== Directive ==
Revise the material below so that every "pixel coordinates" becomes "pixel positions", and keep everything else the same.

--- START OF Available records ---

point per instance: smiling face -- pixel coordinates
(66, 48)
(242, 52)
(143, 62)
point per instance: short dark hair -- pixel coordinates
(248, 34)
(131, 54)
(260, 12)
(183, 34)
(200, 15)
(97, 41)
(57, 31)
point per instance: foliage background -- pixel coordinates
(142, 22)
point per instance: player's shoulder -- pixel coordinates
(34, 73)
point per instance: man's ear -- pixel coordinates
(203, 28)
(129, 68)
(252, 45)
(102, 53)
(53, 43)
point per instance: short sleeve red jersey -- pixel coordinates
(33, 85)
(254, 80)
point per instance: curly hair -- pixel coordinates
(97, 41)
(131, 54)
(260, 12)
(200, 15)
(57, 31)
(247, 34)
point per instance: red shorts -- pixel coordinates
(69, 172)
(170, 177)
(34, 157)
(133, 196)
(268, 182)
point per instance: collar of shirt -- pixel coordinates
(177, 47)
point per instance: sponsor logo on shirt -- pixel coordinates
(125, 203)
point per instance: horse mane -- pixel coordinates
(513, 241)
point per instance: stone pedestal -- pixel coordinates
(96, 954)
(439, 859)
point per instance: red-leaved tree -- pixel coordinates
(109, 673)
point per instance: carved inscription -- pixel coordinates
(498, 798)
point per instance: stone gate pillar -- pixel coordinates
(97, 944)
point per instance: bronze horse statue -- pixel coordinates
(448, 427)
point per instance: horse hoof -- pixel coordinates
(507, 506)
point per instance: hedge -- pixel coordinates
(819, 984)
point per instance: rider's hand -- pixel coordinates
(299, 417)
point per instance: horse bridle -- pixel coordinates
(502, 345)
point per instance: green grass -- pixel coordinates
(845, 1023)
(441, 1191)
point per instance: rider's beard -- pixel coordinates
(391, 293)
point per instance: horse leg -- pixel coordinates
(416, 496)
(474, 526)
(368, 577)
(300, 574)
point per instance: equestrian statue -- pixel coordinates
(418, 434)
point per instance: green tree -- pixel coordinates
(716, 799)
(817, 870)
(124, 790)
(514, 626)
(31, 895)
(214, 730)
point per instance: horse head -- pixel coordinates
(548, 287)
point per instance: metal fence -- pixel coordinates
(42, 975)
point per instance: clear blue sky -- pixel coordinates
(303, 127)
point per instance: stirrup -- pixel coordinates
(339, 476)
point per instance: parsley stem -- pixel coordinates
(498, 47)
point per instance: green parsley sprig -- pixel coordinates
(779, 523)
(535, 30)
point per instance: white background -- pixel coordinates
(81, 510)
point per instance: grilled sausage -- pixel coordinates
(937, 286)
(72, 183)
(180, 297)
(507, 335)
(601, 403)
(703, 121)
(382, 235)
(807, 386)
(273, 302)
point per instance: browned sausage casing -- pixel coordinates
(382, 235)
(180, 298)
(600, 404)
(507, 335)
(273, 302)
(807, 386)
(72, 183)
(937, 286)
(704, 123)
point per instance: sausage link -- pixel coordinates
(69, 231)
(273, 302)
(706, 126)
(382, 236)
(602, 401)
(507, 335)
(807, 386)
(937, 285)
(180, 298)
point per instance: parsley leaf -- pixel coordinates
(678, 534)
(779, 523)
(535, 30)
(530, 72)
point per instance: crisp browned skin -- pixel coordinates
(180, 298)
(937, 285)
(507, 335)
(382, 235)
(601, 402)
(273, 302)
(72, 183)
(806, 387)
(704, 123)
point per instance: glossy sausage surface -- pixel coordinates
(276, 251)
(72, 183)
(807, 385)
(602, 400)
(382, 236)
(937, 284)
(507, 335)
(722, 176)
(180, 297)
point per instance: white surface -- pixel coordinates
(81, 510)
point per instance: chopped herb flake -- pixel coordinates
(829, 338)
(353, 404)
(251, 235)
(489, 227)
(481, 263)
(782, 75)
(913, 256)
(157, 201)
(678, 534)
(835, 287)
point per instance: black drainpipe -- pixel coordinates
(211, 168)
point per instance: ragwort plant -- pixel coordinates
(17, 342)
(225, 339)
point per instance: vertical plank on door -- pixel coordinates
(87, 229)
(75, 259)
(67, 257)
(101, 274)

--- END OF Available records ---

== Response for this exercise ==
point per instance: smiling face -- pixel positions
(66, 48)
(242, 52)
(143, 62)
point per instance: short dark hair -- pixel positions
(248, 34)
(131, 54)
(260, 12)
(183, 34)
(200, 15)
(97, 41)
(57, 31)
point per instance: foliage background -- pixel positions
(142, 22)
point per instance: player's shoulder -- pixel positions
(34, 73)
point per instance: man's ear -- pixel positions
(203, 28)
(129, 68)
(252, 45)
(102, 53)
(53, 43)
point per instance: short sleeve red jersey -- pixel positions
(33, 85)
(254, 80)
point per instance: curly hair -- pixel positions
(97, 41)
(131, 54)
(260, 12)
(200, 15)
(57, 31)
(247, 34)
point per instance: red shorts -- pixel positions
(69, 172)
(170, 177)
(34, 157)
(133, 196)
(268, 182)
point per instance: collar of shirt -- pixel positions
(177, 47)
point per instance: sponsor logo on shirt -- pixel positions
(125, 203)
point per instance: horse mane -- pixel positions
(513, 241)
point per instance: stone pedestal -- pixel positions
(96, 954)
(439, 859)
point per instance: red-leaved tree -- pixel positions
(109, 673)
point per instance: carved inscription -- pixel positions
(498, 798)
point per instance: stone gate pillar -- pixel positions
(97, 944)
point per instance: bronze horse statue -- pixel positions
(448, 427)
point per instance: horse hoof -- pixel positions
(507, 506)
point per instance: hedge -- pixel positions
(819, 984)
point per instance: rider's hand -- pixel positions
(299, 417)
point per instance: horse bridle -- pixel positions
(502, 345)
point per instance: green grass -- pixel positions
(845, 1023)
(441, 1191)
point per instance: rider's beard -- pixel positions
(391, 293)
point per instance: horse leg -- pixel positions
(416, 496)
(474, 526)
(368, 577)
(300, 574)
point per instance: equestrian statue -- pixel positions
(418, 434)
point per instance: green tree -- pixel positions
(716, 799)
(817, 870)
(124, 790)
(514, 626)
(31, 895)
(214, 730)
point per instance: horse head -- pixel positions
(548, 287)
point per instance: metal fence -- pixel positions
(42, 975)
point per instance: clear blue sky -- pixel positions
(303, 127)
point per instance: stirrup -- pixel positions
(339, 476)
point per instance: parsley stem -- pixel positions
(498, 47)
point per instance: green parsley sprig -- pixel positions
(779, 523)
(535, 30)
point per instance: white background -- pixel positions
(81, 510)
point per instance: grilled sausage -- pixel positions
(937, 286)
(72, 183)
(180, 297)
(507, 335)
(601, 403)
(703, 121)
(382, 235)
(807, 386)
(273, 302)
point per instance: browned sausage casing -- pixel positions
(382, 235)
(180, 298)
(600, 404)
(507, 335)
(273, 302)
(807, 386)
(72, 183)
(937, 286)
(704, 123)
point per instance: sausage link -- pixel positions
(69, 231)
(273, 302)
(706, 126)
(382, 236)
(602, 401)
(507, 335)
(807, 386)
(937, 285)
(180, 298)
point per instance: parsley leaf -- pixel positions
(678, 534)
(779, 523)
(535, 30)
(530, 72)
point per instance: crisp browned skin -- pixel positions
(180, 298)
(937, 285)
(507, 335)
(382, 235)
(601, 402)
(273, 302)
(72, 183)
(806, 387)
(704, 123)
point per instance: glossy sausage surface -- pixel positions
(276, 251)
(72, 183)
(807, 385)
(602, 400)
(382, 236)
(937, 284)
(507, 335)
(722, 176)
(180, 297)
point per instance: white surface -- pixel positions
(81, 510)
point per instance: chopped herb flake -- pixel positions
(829, 338)
(353, 404)
(251, 235)
(489, 227)
(481, 263)
(782, 75)
(913, 256)
(157, 201)
(678, 534)
(835, 287)
point per instance: black drainpipe -- pixel positions
(211, 168)
point per instance: ragwort plant -- pixel positions
(17, 342)
(225, 339)
point per instance: vertical plank on door -- pixel positions
(87, 229)
(75, 259)
(67, 257)
(101, 274)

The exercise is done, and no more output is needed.